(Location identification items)
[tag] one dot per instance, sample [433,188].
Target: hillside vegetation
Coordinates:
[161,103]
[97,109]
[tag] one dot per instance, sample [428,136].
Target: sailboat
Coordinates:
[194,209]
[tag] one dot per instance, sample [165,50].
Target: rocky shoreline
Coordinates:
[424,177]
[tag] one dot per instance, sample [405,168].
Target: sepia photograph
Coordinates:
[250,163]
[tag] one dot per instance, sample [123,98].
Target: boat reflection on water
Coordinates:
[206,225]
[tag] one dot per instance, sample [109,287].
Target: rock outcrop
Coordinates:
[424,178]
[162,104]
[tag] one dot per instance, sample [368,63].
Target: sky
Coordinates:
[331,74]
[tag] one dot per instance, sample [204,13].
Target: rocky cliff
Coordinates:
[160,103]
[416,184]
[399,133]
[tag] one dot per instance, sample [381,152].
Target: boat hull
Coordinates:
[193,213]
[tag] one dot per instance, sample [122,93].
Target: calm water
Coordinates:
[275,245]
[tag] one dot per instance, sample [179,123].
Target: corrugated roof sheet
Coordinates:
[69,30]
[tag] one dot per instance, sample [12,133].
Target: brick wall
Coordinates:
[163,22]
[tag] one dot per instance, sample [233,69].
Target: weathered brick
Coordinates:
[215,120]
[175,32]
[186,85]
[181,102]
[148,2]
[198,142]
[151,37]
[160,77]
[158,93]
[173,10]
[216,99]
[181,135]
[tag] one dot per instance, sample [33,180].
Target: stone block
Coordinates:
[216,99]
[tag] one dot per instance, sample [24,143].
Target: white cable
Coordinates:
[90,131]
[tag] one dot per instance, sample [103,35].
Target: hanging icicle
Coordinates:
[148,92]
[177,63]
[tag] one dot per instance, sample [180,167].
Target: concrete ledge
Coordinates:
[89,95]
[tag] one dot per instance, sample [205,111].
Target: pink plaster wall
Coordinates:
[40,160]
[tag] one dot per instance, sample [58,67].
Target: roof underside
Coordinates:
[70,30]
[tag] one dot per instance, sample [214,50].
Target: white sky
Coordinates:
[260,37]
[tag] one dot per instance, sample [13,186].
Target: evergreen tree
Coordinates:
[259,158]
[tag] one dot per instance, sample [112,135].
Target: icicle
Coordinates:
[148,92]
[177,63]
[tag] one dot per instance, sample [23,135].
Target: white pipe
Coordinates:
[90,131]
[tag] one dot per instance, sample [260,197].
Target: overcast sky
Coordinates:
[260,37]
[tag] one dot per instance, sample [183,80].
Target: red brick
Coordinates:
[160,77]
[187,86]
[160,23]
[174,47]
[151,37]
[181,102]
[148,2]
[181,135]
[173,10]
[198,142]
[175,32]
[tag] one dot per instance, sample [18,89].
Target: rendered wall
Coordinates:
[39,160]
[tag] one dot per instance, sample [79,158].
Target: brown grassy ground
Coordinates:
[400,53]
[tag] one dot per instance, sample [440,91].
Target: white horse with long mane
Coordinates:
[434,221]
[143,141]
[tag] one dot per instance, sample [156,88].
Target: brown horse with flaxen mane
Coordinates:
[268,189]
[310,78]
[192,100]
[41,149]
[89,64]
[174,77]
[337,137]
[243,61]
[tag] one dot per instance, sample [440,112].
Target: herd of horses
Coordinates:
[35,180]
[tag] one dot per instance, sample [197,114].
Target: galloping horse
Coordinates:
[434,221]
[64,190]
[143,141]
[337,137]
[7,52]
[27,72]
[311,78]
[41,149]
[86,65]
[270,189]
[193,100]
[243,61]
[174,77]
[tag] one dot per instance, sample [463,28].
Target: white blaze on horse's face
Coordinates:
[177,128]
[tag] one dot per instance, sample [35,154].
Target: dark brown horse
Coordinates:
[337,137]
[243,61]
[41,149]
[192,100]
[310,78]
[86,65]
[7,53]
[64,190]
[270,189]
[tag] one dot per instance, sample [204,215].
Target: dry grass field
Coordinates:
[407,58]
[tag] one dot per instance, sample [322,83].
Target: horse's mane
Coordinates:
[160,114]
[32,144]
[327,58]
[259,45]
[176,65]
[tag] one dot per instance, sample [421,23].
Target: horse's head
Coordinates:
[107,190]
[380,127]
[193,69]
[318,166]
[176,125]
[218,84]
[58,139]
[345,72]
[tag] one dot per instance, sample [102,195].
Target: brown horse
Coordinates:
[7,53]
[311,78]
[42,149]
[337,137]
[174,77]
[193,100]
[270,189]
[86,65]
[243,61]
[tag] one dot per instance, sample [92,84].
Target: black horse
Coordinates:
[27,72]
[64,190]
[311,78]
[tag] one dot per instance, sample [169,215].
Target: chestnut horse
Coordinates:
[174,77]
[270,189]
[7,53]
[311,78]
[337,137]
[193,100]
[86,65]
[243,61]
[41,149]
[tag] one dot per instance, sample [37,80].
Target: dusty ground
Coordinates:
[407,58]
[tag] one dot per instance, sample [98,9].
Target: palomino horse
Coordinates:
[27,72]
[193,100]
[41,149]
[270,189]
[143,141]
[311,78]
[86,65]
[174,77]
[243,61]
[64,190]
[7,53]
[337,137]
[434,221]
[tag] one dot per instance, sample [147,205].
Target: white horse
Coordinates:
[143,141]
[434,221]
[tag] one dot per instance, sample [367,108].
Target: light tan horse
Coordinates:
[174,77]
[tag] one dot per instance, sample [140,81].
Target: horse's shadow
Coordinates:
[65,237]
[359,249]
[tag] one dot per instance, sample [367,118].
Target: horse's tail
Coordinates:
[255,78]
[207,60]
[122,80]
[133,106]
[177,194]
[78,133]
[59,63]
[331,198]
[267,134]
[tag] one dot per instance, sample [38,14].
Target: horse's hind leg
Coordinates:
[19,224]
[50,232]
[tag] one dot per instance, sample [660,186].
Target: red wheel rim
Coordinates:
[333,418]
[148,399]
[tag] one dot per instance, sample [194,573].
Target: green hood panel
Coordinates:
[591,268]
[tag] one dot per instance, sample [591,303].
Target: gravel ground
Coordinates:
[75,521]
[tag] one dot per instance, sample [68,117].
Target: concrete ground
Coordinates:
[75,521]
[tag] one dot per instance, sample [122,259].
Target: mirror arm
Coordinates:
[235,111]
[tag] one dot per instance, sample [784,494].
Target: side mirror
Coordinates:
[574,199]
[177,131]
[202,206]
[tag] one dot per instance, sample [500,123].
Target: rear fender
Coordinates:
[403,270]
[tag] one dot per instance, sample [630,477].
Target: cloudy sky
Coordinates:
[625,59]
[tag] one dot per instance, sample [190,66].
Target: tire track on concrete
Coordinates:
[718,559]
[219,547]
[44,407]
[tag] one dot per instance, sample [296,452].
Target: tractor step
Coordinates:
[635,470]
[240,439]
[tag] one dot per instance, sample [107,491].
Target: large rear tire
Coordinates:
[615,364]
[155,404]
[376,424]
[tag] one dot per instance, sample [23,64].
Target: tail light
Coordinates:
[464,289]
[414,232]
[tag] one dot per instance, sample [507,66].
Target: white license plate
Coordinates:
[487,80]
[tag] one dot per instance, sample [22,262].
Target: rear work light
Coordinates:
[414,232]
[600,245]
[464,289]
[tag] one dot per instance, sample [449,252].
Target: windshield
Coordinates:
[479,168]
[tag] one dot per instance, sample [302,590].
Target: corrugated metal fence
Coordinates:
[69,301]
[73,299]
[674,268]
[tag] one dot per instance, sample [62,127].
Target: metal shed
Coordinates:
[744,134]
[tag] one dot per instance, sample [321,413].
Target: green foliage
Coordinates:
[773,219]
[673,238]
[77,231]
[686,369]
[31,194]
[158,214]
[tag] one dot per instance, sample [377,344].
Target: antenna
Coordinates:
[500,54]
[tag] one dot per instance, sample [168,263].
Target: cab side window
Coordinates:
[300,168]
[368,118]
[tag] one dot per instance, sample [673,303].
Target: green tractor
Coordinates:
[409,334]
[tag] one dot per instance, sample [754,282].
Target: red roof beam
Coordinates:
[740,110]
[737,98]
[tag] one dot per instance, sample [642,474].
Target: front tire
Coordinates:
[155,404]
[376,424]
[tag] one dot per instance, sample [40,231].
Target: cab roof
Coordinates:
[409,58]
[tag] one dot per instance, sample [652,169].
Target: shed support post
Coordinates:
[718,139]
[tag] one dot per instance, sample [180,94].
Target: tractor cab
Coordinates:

→ **Exercise directions**: Rewrite everything from the line containing "[tag] one dot per instance, sample [673,303]." down to the end of the records, with "tractor" replaced by "loader" and all else unchanged.

→ **Expected answer**:
[tag] one dot per instance, sample [673,303].
Target: green loader
Coordinates:
[409,334]
[tag] one dot per instance, sample [754,282].
Target: red roof beam
Coordinates:
[740,110]
[737,98]
[tag] one dot per instance, sample [642,474].
Target: front tire
Coordinates:
[155,404]
[376,424]
[tag] one dot per instance, sample [40,231].
Target: cab roof
Coordinates:
[409,58]
[tag] one dot per instance, sample [652,169].
Target: shed support post
Coordinates:
[718,139]
[tag] one dot per instance, sample [180,94].
Target: loader cab
Coordinates:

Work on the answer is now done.